**Exercise details:**
Can you present the records below as a Markdown table with the columns Row and Line, numbering each line and leaving out any blank lines?

Records from a dataset:
=-=-=-=-=

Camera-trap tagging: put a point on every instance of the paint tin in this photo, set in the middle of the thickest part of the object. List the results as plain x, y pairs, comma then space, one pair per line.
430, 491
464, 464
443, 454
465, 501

=-=-=-=-=

**Answer for this exercise:**
| Row | Line |
|---|---|
| 1 | Camera-trap tagging: put a point on every instance of the paint tin in this photo, set in the middle of the thickest part of the object. List the results as plain x, y pairs, comma then space, one pair per line. |
| 2 | 430, 491 |
| 3 | 464, 464 |
| 4 | 443, 454 |
| 5 | 465, 501 |